• GOAL OF THE EXERCISE:
Return every line in the listing that contains the string "instances". Treat uppercase and lowercase as different.

• SUPPLIED ENTRIES:

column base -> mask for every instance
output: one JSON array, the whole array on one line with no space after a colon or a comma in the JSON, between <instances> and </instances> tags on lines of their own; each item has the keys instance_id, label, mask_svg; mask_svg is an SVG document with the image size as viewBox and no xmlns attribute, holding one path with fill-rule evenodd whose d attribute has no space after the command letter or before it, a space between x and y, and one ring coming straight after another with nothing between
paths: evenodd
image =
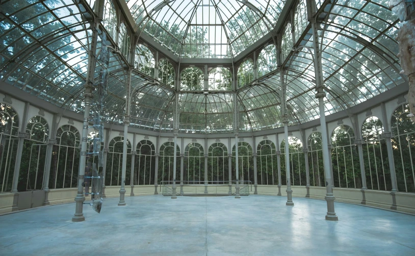
<instances>
[{"instance_id":1,"label":"column base","mask_svg":"<svg viewBox=\"0 0 415 256\"><path fill-rule=\"evenodd\" d=\"M177 199L177 197L176 195L176 185L173 186L171 188L171 190L172 190L171 199Z\"/></svg>"},{"instance_id":2,"label":"column base","mask_svg":"<svg viewBox=\"0 0 415 256\"><path fill-rule=\"evenodd\" d=\"M310 185L305 186L305 189L307 190L307 193L305 194L305 197L307 198L310 198Z\"/></svg>"},{"instance_id":3,"label":"column base","mask_svg":"<svg viewBox=\"0 0 415 256\"><path fill-rule=\"evenodd\" d=\"M286 190L287 192L287 202L286 203L286 206L294 206L294 203L293 202L293 190L290 189L287 189Z\"/></svg>"},{"instance_id":4,"label":"column base","mask_svg":"<svg viewBox=\"0 0 415 256\"><path fill-rule=\"evenodd\" d=\"M102 185L102 196L103 198L106 198L107 196L105 195L105 185Z\"/></svg>"},{"instance_id":5,"label":"column base","mask_svg":"<svg viewBox=\"0 0 415 256\"><path fill-rule=\"evenodd\" d=\"M47 196L49 194L49 191L50 191L49 189L45 189L45 199L44 200L43 200L43 203L42 204L43 206L48 206L50 204L49 200L47 200Z\"/></svg>"},{"instance_id":6,"label":"column base","mask_svg":"<svg viewBox=\"0 0 415 256\"><path fill-rule=\"evenodd\" d=\"M392 206L391 207L391 210L397 210L396 207L396 192L397 191L391 191L391 195L392 196Z\"/></svg>"},{"instance_id":7,"label":"column base","mask_svg":"<svg viewBox=\"0 0 415 256\"><path fill-rule=\"evenodd\" d=\"M125 206L126 205L125 203L125 190L122 189L120 189L120 201L118 202L118 206Z\"/></svg>"},{"instance_id":8,"label":"column base","mask_svg":"<svg viewBox=\"0 0 415 256\"><path fill-rule=\"evenodd\" d=\"M85 220L83 210L84 209L84 202L85 197L83 194L77 194L75 197L75 214L72 217L72 221L74 222L79 222Z\"/></svg>"},{"instance_id":9,"label":"column base","mask_svg":"<svg viewBox=\"0 0 415 256\"><path fill-rule=\"evenodd\" d=\"M327 193L324 197L327 202L327 214L326 215L327 220L339 220L339 218L334 212L334 200L335 197L332 193Z\"/></svg>"},{"instance_id":10,"label":"column base","mask_svg":"<svg viewBox=\"0 0 415 256\"><path fill-rule=\"evenodd\" d=\"M12 204L12 212L16 212L19 210L19 208L17 207L17 202L19 201L19 192L12 192L14 194L13 197L13 204Z\"/></svg>"},{"instance_id":11,"label":"column base","mask_svg":"<svg viewBox=\"0 0 415 256\"><path fill-rule=\"evenodd\" d=\"M240 199L241 198L241 195L239 194L239 185L236 185L235 186L235 190L236 192L235 193L235 198L237 199Z\"/></svg>"},{"instance_id":12,"label":"column base","mask_svg":"<svg viewBox=\"0 0 415 256\"><path fill-rule=\"evenodd\" d=\"M134 185L130 185L131 186L131 193L129 193L130 196L134 196Z\"/></svg>"},{"instance_id":13,"label":"column base","mask_svg":"<svg viewBox=\"0 0 415 256\"><path fill-rule=\"evenodd\" d=\"M361 196L362 199L361 202L360 202L360 204L366 204L366 195L365 194L365 191L368 189L366 188L362 188L360 189L360 191L361 191Z\"/></svg>"}]
</instances>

• SOLUTION TO THE EXERCISE:
output: one JSON array, the whole array on one line with no space after a colon or a comma in the JSON, between <instances> and </instances> tags on lines of their own; each item has the keys instance_id, label, mask_svg; mask_svg is an SVG document with the image size as viewBox and no xmlns attribute, holding one path with fill-rule evenodd whose d attribute has no space after the command letter or before it, a space between x and y, and one ring coming straight after another with nothing between
<instances>
</instances>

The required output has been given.